REQUIRED WORK:
In the entries below, count the lines holding "space". Reply with the number only.

DATA:
++++++++++
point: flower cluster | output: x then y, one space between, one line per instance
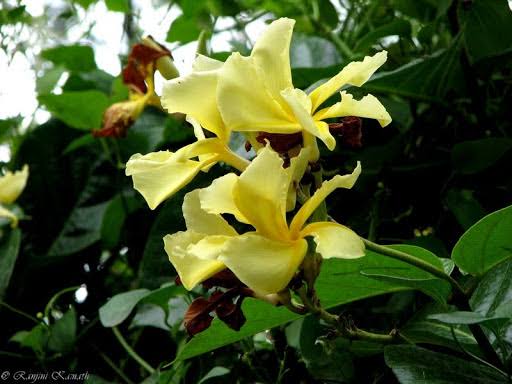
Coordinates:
254 95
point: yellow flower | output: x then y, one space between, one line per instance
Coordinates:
11 186
255 93
267 258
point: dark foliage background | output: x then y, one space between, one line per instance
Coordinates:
443 164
++++++++++
OUTPUT OF THE TASK:
3